Thailand exports hit record $35bn in March, powered by a 41.9% US surge as China slips. Growth extends 21 months, but imports jump faster, widening deficits. Tech drives gains despite Middle East collapse and rising global risks.

Thailand reported March export data that defied expectations and confounded many analysts. Notably, exports to China fell by 1.1%, while shipments to the Middle East and Russia collapsed, according to the latest data. Significantly, Thailand recorded a sharp 41.9% surge in exports to the United States. This was driven by a strong emerging tech sector and relief from President Trump’s tariffs following a recent Supreme Court decision. Nonetheless, the figures showed a trade deficit of $3.34 billion. As analysts review the data, it underscores that Thailand’s resilient economy may still overcome deep structural challenges and crises such as the Middle East war.

US exports surge as Thailand posts a record month with a contraction of output to China and trade deficit
Thailand exports defy forecasts as US demand surges 41.9%, China dips and Middle East trade collapses. Despite a $3.34bn deficit, tech strength drives continued growth momentum. (Source: Siam Rath)

Thailand’s export surge in March 2026 was driven by strong growth in the United States, while shipments to China slipped into contraction. Specifically, exports to the United States rose by 41.9 per cent, marking 30 consecutive months of growth.

However, exports to China declined by 1.1 per cent, marking the first contraction in four months. This divergence reflected uneven global demand conditions. Nevertheless, overall export performance remained firm and sustained across most markets.

Meanwhile, total exports reached 35,157.1 million US dollars in March, the highest monthly level on record. Moreover, the figure extended export growth to 21 consecutive months. Year-on-year, exports increased by 18.7 per cent.

Record exports surge past $35bn as US demand jumps while China slips, extending growth streak

In addition, excluding oil-related products, gold, and strategic materials, growth reached 19.3 per cent. At the same time, the Trade Policy and Strategy Office confirmed the record performance, stating it was the strongest monthly export value recorded.

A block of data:
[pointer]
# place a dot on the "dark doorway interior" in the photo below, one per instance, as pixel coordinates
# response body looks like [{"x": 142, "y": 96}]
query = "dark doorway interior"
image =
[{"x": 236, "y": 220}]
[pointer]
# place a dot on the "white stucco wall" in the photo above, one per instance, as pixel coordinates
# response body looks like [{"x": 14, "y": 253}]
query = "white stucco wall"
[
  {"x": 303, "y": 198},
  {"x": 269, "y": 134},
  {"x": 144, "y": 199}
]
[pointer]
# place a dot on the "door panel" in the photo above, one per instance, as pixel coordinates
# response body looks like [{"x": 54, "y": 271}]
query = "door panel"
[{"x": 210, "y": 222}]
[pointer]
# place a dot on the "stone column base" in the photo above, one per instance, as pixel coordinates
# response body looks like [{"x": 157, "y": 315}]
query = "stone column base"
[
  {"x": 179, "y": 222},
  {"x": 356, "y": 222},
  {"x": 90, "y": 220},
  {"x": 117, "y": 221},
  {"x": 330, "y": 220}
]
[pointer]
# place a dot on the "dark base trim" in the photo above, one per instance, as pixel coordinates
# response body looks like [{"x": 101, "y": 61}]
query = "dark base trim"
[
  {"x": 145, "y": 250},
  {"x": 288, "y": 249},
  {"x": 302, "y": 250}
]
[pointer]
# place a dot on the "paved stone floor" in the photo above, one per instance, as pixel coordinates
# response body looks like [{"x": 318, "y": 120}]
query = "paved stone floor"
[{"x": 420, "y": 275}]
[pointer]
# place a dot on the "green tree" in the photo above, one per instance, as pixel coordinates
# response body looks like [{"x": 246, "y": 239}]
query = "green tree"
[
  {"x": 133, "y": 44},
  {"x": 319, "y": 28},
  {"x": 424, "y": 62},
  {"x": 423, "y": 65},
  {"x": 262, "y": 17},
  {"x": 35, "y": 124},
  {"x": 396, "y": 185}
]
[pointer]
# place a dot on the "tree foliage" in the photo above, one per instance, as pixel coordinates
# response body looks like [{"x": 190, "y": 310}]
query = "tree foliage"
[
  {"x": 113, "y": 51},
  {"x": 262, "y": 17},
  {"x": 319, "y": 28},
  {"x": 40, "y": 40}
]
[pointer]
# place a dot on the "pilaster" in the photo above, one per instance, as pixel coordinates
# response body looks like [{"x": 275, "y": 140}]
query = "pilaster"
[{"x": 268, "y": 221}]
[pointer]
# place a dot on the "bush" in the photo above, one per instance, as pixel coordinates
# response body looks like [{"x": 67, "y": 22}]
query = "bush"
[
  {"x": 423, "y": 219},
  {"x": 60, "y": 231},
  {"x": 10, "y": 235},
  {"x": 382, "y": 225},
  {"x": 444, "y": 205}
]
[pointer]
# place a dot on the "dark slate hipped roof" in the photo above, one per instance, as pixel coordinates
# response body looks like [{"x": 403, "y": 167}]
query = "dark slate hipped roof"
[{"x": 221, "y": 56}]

**Set task 1**
Copy the article on Thailand's March exports in full, word for word.
**Set task 2**
How many lines in the entries above contain the string "paved"? Case matters. Reply with the number only.

**Task output 1**
Thailand exports hit record $35bn in March, powered by a 41.9% US surge as China slips. Growth extends 21 months, but imports jump faster, widening deficits. Tech drives gains despite Middle East collapse and rising global risks.

Thailand reported March export data that defied expectations and confounded many analysts. Notably, exports to China fell by 1.1%, while shipments to the Middle East and Russia collapsed, according to the latest data. Significantly, Thailand recorded a sharp 41.9% surge in exports to the United States. This was driven by a strong emerging tech sector and relief from President Trump’s tariffs following a recent Supreme Court decision. Nonetheless, the figures showed a trade deficit of $3.34 billion. As analysts review the data, it underscores that Thailand’s resilient economy may still overcome deep structural challenges and crises such as the Middle East war.

US exports surge as Thailand posts a record month with a contraction of output to China and trade deficit
Thailand exports defy forecasts as US demand surges 41.9%, China dips and Middle East trade collapses. Despite a $3.34bn deficit, tech strength drives continued growth momentum. (Source: Siam Rath)

Thailand’s export surge in March 2026 was driven by strong growth in the United States, while shipments to China slipped into contraction. Specifically, exports to the United States rose by 41.9 per cent, marking 30 consecutive months of growth.

However, exports to China declined by 1.1 per cent, marking the first contraction in four months. This divergence reflected uneven global demand conditions. Nevertheless, overall export performance remained firm and sustained across most markets.

Meanwhile, total exports reached 35,157.1 million US dollars in March, the highest monthly level on record. Moreover, the figure extended export growth to 21 consecutive months. Year-on-year, exports increased by 18.7 per cent.

Record exports surge past $35bn as US demand jumps while China slips, extending growth streak

In addition, excluding oil-related products, gold, and strategic materials, growth reached 19.3 per cent. At the same time, the Trade Policy and Strategy Office confirmed the record performance, stating it was the strongest monthly export value recorded.

**Task output 2**
2